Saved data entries
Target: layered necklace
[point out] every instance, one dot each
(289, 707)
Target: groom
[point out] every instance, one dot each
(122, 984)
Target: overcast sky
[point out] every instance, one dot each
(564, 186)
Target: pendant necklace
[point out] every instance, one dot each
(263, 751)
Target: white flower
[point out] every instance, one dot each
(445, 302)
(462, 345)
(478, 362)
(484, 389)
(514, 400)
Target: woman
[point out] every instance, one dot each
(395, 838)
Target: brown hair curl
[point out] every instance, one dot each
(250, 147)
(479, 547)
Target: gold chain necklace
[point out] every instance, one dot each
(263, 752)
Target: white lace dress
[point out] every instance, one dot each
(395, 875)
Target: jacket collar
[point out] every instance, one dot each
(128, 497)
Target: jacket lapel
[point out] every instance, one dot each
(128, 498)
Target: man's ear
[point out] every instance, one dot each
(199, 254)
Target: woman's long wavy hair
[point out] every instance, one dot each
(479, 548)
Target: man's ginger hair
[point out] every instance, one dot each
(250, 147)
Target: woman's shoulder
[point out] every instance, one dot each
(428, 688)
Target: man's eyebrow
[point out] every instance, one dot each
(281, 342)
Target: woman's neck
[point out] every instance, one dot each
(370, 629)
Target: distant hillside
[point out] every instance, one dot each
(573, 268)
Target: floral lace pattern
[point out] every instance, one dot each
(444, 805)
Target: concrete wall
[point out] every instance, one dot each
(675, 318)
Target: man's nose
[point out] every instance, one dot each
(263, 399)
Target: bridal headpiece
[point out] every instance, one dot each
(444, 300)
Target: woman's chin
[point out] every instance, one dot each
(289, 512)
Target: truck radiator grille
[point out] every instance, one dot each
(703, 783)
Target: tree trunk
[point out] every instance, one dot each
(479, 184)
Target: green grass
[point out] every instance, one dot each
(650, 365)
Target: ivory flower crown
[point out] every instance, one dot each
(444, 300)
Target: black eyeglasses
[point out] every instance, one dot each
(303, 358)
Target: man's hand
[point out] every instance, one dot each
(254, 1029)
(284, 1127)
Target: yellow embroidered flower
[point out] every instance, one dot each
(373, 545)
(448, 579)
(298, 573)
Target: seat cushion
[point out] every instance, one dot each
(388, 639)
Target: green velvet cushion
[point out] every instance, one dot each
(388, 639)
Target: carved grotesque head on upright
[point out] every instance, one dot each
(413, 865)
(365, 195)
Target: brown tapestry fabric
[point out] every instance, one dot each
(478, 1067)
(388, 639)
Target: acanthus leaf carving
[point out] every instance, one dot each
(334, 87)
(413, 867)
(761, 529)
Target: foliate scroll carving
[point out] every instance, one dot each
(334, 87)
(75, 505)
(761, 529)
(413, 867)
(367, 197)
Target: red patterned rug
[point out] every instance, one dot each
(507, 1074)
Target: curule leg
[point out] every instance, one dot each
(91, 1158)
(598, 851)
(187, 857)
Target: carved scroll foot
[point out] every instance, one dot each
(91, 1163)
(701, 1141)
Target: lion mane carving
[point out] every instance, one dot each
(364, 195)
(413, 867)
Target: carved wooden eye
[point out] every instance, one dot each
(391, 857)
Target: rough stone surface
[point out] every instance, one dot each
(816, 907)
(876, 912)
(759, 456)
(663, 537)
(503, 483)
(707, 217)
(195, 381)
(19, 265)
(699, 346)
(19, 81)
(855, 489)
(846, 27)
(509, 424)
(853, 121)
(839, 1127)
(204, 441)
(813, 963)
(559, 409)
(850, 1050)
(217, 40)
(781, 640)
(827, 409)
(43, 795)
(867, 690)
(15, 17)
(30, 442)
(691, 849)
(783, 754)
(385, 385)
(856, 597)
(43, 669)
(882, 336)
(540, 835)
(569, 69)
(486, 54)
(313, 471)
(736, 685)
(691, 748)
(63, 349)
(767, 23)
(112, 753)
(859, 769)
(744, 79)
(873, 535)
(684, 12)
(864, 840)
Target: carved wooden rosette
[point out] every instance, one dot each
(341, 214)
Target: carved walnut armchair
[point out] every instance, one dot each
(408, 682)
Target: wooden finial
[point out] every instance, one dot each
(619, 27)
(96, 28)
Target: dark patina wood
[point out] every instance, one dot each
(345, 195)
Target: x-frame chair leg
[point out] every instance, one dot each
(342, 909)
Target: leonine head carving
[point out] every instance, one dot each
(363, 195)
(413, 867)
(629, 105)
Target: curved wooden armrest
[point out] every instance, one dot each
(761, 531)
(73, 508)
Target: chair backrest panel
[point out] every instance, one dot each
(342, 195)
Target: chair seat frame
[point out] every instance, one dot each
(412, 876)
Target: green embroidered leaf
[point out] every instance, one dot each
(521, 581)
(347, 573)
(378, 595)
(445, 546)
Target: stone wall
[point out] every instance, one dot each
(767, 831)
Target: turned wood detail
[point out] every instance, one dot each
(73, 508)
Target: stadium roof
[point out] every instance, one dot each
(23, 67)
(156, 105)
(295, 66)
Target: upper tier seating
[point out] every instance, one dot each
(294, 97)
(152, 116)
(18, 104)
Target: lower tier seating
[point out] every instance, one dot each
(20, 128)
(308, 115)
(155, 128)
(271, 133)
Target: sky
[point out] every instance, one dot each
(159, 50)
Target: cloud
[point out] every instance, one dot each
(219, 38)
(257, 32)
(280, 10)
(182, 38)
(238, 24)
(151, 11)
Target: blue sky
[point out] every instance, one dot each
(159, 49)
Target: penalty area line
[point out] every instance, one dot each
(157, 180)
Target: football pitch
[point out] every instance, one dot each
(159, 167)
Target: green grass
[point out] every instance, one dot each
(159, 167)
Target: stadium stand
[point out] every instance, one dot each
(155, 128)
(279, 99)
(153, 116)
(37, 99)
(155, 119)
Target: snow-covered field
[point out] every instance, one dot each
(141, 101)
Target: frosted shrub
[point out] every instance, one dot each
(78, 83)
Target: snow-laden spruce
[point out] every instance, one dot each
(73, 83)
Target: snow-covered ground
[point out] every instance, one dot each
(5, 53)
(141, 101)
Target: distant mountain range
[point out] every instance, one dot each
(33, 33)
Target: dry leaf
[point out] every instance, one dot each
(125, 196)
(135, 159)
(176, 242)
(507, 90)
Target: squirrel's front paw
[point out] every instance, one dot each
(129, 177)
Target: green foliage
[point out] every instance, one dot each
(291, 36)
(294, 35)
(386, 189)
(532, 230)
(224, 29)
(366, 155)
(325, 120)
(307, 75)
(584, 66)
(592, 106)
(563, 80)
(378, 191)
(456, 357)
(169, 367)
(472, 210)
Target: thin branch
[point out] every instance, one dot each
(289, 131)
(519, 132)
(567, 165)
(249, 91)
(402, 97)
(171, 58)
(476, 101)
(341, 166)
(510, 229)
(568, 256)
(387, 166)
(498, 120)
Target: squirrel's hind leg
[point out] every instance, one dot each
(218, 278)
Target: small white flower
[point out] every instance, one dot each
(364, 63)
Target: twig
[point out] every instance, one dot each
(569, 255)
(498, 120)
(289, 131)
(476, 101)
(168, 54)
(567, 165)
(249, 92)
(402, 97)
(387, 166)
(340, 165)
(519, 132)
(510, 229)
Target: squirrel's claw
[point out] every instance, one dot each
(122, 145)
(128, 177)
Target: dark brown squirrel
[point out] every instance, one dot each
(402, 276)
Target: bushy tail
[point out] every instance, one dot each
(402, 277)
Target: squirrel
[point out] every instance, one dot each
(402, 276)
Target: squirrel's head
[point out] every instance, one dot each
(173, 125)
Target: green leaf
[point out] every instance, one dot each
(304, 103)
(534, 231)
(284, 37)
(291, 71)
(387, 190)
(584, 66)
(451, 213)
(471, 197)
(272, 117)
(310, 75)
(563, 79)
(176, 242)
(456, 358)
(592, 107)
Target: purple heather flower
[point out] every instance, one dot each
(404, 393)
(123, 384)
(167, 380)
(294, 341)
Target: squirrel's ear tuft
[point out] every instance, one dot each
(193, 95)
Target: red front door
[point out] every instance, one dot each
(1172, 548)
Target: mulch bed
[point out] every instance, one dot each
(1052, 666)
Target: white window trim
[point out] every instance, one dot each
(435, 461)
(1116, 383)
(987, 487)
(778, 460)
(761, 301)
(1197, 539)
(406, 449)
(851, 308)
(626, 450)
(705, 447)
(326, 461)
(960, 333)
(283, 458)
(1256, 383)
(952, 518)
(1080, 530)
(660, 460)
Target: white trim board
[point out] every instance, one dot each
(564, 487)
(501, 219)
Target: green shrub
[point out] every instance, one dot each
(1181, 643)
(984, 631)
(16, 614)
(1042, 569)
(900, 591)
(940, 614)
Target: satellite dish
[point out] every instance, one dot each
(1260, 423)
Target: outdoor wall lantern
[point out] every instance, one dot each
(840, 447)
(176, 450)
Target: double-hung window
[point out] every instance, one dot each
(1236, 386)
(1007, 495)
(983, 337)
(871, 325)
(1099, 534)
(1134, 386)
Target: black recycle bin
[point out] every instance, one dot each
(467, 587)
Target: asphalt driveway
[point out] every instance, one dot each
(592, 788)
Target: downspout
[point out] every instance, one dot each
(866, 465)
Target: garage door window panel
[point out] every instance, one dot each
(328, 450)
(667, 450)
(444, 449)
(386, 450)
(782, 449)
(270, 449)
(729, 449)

▶ _Problem to solve_:
Copy out every line from the one containing "Target: white trim board" to the end of the material, both ends included.

▶ _Solution for this exercise_:
Target: white trim board
[point out] every instance, one dot each
(564, 487)
(501, 219)
Target: green shrub
[point out] every instance, one dot each
(1181, 643)
(984, 631)
(16, 614)
(1042, 569)
(900, 591)
(940, 614)
Target: satellite dish
[point out] every instance, one dot each
(1260, 423)
Target: outdoor wall lantern
[point out] every instance, one dot each
(840, 447)
(176, 450)
Target: double-hung window
[point out] every instance, one dot each
(1236, 386)
(1007, 495)
(983, 337)
(871, 325)
(1099, 534)
(1134, 386)
Target: black recycle bin
[point out] every instance, one dot each
(467, 587)
Target: asphalt driveway
[point out] every instance, one dot each
(592, 788)
Target: downspout
[point out] every instance, one dot each
(866, 465)
Target: garage door window panel
[point out] every instance, one dot each
(328, 450)
(667, 450)
(444, 449)
(386, 450)
(782, 449)
(270, 449)
(729, 449)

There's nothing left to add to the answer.